↜ Back to index Introduction to Numerical Analysis 2

Part b–Lecture 2

Conjugate gradient method

The conjugate gradient method (共役勾配法) is an iterative method (反復法) to find a solution of a linear system Ax = b when the n\times n matrix A is symmetric and positive definite. It is often abbreviated as CG method. Symmetric (対称) means that the transposed matrix (転置行列) is the same: A = A^t. A symmetric matrix is positive definite (正定値) if all its eigenvalues (固有値) are positive. Equivalently, if the following is satisfied: (Ax, x) > 0 \qquad \text{for all } x \neq 0. Here (\cdot, \cdot) is the inner product.

Example 1. The symmetric matrix \begin{pmatrix} 2 & 1\\ 1 & 2 \end{pmatrix} is positive definite because its eigenvalues are 1 and 3 and therefore both positive.

The matrix \begin{pmatrix} 2 & 3\\ 3 & 2 \end{pmatrix} is not positive definite as one of its eigenvalues is -1.

Example 2. A discretization of elliptic and parabolic partial differential equations by the finite difference method or the finite element method very often produces a linear system with a symmetric positive definite matrix.

The conjugate gradient method algorithm

We are given an n \times n matrix A and a n-dimensional vector b \in {{\mathbb{R}^{n}}} as an input. We also need to provide a tolerance \varepsilon > 0 that decides when the solution is “good enough” and we can stop.

It is an iterative method (反復法). We keep track of the current point x \in {{\mathbb{R}^{n}}} and the current search direction p \in {{\mathbb{R}^{n}}}. We also make use of other variables, most importantly the residual r = b - Ax \in {{\mathbb{R}^{n}}}. The norm of r, \|r\| := \sqrt{r_1^2 + r_2^2 + \cdots + r_n^2} = \sqrt{(r, r)}, tells us how good the current point is as a solution of the system Ax = b since we want to find x that gives r = 0. Because we usually only need an approximate solution with certain accuracy, we stop when \|r\| < \varepsilon. We store the value \|r\|^2 = (r, r) in a variable \rho \in {\mathbb{R}}, and its previous value in a variable \rho_{\rm old} \in {\mathbb{R}}.

Here is the algorithm:

x \leftarrow 0
r \leftarrow b
\rho \leftarrow (r, r)
p \leftarrow r
For k = 1, 2, …, n do
- \alpha \leftarrow \frac{\rho}{(A p, p)}
- x \leftarrow x + \alpha p
- r \leftarrow r - \alpha Ap
- \rho_{\rm old} \leftarrow \rho
- \rho \leftarrow (r, r)
- If \sqrt{\rho} < \varepsilon, exit the loop
- p \leftarrow r + \frac{\rho}{\rho_{\rm old}} p
- Repeat for next k.
Return x as the result

In Fortran code, x, r, p are stored as real one-dimensional arrays, and \rho, \rho_{\rm old} and \alpha are real variables.

Exercise 1. Find the number of multiplications of real numbers that the algorithm has to perform in each iteration of the loop. It should be a function of n.

● **Given request**: Condense the paragraph of the conjugate gradient lecture that begins "It is an iterative method" into a short bulleted list that keeps its main facts. The items below have nothing to do with the conjugate gradient lecture.

● **Records shown**:
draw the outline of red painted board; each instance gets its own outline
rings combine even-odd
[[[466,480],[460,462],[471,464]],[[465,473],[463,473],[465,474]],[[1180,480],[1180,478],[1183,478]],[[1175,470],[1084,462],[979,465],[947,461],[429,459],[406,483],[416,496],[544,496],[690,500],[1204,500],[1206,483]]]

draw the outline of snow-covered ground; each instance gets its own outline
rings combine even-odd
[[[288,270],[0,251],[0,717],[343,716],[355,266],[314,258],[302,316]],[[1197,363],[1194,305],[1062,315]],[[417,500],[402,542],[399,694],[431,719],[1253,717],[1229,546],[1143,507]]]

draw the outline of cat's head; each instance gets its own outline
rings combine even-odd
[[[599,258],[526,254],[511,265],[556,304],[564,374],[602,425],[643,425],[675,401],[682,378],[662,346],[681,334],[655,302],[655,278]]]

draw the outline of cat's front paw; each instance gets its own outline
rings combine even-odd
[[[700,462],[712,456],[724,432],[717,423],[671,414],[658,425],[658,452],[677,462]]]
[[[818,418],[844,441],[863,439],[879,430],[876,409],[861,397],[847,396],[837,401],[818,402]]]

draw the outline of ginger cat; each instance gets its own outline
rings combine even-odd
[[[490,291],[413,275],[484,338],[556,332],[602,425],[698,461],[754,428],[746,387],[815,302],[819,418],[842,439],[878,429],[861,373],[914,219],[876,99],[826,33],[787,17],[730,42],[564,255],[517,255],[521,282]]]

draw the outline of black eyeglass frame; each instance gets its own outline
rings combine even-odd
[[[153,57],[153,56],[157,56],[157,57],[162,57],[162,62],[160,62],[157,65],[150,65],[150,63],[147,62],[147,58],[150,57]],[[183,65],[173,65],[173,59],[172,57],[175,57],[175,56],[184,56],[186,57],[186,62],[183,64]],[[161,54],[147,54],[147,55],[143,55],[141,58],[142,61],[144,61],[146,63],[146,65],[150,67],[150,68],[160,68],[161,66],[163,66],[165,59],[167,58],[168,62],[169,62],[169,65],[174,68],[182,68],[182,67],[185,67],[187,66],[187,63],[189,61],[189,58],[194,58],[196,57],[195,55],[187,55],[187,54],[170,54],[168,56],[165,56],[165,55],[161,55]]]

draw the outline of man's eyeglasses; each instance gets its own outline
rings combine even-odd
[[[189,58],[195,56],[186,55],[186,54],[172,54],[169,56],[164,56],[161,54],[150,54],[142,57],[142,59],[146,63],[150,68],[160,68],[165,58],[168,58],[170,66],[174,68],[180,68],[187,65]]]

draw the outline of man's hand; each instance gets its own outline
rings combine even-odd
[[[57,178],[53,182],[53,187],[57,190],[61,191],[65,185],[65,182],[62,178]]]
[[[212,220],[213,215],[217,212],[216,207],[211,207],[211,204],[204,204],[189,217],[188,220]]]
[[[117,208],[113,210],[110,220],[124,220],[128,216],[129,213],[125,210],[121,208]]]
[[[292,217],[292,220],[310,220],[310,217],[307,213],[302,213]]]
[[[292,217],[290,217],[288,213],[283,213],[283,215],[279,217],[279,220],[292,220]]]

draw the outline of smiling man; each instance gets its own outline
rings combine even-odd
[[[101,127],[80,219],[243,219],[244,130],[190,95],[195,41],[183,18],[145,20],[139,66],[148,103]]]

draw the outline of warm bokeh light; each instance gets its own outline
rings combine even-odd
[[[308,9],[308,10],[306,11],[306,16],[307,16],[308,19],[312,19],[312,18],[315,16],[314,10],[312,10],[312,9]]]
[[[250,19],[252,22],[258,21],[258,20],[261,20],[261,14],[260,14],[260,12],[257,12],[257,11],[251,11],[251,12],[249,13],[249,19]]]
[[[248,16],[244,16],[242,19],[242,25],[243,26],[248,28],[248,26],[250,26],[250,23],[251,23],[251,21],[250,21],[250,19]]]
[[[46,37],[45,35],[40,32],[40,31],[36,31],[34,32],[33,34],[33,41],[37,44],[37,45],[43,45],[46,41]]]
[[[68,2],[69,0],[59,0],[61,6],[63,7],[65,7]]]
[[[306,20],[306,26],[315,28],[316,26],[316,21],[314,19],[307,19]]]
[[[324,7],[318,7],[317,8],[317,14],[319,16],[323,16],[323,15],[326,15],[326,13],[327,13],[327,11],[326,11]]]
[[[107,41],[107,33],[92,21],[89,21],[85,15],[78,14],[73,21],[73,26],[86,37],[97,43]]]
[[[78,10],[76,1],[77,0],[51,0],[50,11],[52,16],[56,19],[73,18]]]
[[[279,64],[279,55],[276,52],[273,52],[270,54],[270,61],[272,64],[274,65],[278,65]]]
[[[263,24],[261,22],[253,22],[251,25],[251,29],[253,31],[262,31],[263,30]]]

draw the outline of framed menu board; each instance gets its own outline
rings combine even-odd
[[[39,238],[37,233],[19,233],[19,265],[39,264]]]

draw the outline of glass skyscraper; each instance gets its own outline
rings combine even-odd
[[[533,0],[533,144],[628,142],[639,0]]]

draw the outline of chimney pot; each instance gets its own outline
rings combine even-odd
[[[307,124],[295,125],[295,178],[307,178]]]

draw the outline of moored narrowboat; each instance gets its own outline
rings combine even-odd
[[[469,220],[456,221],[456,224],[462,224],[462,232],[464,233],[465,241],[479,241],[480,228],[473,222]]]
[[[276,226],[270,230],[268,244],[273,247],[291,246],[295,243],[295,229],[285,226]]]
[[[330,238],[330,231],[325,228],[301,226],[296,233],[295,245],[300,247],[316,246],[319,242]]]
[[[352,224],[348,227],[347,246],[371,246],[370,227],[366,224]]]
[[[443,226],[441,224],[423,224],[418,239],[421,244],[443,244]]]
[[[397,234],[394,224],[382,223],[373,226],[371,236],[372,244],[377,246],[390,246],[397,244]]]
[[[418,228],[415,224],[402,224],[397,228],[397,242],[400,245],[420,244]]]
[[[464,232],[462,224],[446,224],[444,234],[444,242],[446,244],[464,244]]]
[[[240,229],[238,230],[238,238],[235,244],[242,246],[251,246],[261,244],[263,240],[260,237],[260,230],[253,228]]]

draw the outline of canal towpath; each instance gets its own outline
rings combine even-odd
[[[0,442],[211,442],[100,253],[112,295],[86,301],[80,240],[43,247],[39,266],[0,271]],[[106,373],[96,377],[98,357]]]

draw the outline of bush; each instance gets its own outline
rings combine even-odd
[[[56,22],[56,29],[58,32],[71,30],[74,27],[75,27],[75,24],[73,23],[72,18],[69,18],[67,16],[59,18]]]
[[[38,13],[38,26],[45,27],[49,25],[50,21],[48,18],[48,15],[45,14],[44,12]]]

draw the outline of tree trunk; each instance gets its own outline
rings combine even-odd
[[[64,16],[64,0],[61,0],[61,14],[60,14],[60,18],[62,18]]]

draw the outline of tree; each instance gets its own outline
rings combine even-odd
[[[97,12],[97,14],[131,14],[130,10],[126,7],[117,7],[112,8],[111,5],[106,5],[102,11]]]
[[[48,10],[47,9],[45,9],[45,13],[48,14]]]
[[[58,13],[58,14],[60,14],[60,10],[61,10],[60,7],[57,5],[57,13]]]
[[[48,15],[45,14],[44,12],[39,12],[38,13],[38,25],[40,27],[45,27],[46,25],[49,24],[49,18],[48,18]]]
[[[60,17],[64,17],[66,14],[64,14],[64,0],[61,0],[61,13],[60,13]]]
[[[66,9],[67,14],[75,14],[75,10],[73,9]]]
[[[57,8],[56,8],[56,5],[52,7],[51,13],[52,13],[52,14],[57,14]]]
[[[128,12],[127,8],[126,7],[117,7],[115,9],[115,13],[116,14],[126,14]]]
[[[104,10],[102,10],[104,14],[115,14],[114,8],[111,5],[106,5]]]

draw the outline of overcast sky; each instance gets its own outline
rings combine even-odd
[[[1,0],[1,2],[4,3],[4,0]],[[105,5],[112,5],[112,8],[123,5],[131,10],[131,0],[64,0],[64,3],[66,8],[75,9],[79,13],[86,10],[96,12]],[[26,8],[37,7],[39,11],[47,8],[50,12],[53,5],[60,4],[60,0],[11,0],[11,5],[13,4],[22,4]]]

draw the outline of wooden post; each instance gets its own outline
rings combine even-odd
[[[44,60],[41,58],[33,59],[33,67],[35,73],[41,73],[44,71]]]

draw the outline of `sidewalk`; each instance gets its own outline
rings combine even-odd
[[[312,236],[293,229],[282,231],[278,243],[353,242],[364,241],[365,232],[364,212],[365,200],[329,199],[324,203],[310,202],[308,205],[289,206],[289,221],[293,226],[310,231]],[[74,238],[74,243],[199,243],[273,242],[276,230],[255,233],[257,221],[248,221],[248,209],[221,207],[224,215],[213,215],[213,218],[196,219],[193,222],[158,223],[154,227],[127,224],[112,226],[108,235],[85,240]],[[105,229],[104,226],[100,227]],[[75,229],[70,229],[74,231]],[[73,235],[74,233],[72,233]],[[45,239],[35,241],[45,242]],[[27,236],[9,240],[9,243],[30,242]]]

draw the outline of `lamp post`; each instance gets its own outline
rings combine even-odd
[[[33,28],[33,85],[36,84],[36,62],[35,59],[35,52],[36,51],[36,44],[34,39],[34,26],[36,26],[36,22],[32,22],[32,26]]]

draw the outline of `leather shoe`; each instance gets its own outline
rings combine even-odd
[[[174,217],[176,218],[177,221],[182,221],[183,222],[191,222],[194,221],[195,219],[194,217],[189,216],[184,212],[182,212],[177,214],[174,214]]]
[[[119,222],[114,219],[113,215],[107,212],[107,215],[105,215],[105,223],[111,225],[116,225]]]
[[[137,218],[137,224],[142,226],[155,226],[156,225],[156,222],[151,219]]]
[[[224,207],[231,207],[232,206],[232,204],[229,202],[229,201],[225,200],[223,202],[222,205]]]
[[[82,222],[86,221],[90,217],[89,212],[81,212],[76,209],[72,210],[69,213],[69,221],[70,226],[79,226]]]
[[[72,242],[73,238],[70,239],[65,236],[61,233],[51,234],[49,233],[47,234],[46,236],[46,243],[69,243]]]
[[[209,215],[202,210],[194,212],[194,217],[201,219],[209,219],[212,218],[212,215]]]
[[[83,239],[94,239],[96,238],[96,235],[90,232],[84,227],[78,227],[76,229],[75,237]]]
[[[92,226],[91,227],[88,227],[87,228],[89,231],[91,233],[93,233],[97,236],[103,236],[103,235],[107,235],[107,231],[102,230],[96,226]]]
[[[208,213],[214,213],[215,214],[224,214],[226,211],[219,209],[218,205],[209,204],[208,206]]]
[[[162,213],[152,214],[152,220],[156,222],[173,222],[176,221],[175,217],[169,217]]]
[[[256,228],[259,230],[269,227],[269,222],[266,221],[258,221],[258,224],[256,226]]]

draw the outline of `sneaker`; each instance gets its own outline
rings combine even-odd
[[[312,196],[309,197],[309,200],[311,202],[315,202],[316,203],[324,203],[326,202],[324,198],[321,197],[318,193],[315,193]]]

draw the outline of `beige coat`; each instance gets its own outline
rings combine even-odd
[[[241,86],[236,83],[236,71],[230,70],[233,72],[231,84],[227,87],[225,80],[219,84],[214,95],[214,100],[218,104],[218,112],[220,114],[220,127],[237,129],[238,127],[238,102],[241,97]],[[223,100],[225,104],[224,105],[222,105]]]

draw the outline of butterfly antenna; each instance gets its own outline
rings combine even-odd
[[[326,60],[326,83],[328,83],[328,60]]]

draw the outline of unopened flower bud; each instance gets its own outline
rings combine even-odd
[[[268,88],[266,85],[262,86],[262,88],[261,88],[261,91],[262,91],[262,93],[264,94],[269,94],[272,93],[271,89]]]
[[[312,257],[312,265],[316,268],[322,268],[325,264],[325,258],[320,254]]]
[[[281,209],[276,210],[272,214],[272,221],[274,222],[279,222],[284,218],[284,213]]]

● **Response for this exercise**:
- The method is iterative. It tracks the current point x and the current search direction p, both in ℝⁿ.
- Its most important auxiliary variable is the residual r = b − Ax. The goal is an x that gives r = 0.
- The norm ‖r‖ = √(r₁² + r₂² + ⋯ + rₙ²) = √(r, r) shows how good the current point is as a solution of Ax = b.
- Usually only an approximate solution is needed, so the iteration stops once ‖r‖ < ε.
- The value ‖r‖² = (r, r) is stored in ρ, and its previous value in ρ_old.